Work to be completed: Could you update everything from the line containing "Would you mind marking the sliced" down through the end of the records, replacing "fruit rind" with "grapefruit peel" and leaving all else unchanged?

Input:
========
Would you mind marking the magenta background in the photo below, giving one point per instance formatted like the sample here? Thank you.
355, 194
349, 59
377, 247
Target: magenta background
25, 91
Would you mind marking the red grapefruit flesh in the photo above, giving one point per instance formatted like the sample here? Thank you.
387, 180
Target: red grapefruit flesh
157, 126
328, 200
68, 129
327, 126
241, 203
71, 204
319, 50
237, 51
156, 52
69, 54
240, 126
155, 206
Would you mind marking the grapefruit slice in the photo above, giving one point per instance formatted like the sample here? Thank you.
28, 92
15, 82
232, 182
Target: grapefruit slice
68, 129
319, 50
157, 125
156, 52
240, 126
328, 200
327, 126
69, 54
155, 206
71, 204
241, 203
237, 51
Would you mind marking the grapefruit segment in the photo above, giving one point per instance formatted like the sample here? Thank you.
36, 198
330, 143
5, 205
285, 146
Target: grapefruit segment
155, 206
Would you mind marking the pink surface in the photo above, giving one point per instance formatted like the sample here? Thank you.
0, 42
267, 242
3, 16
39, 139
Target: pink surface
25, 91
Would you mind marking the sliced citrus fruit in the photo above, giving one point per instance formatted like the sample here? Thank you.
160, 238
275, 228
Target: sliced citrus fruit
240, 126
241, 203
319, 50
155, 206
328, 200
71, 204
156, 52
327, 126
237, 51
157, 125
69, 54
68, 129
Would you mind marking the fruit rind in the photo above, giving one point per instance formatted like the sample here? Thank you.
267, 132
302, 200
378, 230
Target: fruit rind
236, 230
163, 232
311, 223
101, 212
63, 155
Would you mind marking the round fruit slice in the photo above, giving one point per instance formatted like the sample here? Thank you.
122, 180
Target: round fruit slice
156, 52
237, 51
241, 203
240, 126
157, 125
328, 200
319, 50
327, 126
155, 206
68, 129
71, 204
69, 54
========
Exercise response:
Would you mind marking the sliced citrus fruit in the photo above, giving one point per instance formatted like the sample here? Thank you.
160, 238
275, 228
Target: sliced citrus fruit
240, 126
241, 203
319, 50
155, 206
328, 200
71, 204
156, 52
327, 126
237, 51
157, 125
69, 54
68, 129
Would you mind marking the grapefruit peel in the photo above, giving one point per instance formatted like the sample here? Thank you.
267, 132
302, 200
378, 230
Target: grapefruit peel
236, 230
163, 232
311, 223
101, 212
63, 155
Would you mind marking the round fruit slice in the photo above, giving one point per instance formatted like the sample here? Thank you.
122, 180
Target: round fruit slice
156, 52
237, 51
241, 203
240, 126
157, 125
328, 200
319, 50
327, 126
155, 206
68, 129
71, 204
69, 54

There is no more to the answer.